■ Passage to read:

Rebay’s professional roles—“art expert, collector, lecturer, writer, educator, artist, and teacher”—by which she defined herself may have contributed to her diminished reputation as an artist, a point argued by Karole Vail in her Guggenheim catalogue essay entitled “Rhythmic Delight: A Quest for Non-Objectivity” (127). Neither recent publication tries to separate these roles; rather, they attempt to weigh the merits of Rebay’s endeavors in relation to her broader career. Brigitte Salmen, director of the Schlossmuseum, Murnau, asserts in her catalogue essay that “Rebay was herself an outstanding artist” (60). However, she limits the discussion of Rebay’s art until the 1920s. She convincingly establishes Rebay’s credentials as a talented young artist moving freely in the avant-garde circles of Germany, Switzerland, and France. Jugendstil and theosophy had a strong impact on Rebay’s early work. Though she spent time in Paris at the Académie Julian and Académie de la Grande Chaumière, her formal and compositional strategies seem closer to the decorative patterning of Jugendstil, and later to the improvisations of Zurich Dada. Her colleagues included Fritz Erler, designer and founding editor of Die Jugend, Hans Art, Hans Richter, Herwarth Walden, Rudolph Bauer, and Félix Fénéon.

■ Data extract:
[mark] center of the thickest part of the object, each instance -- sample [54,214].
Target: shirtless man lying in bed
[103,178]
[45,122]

■ To be done: Decide whether each statement below agrees with the passage about Rebay: (a) Brigitte Salmen directs the Schlossmuseum, Murnau; (b) Salmen's discussion of Rebay's art goes beyond the 1920s; (c) the recent publications try to separate Rebay's professional roles. Answer yes or no for each, quoting the words of the passage that settle it.

■ Correct output:
(a) Yes: "Brigitte Salmen, director of the Schlossmuseum, Murnau"
(b) No: "she limits the discussion of Rebay’s art until the 1920s"
(c) No: "Neither recent publication tries to separate these roles"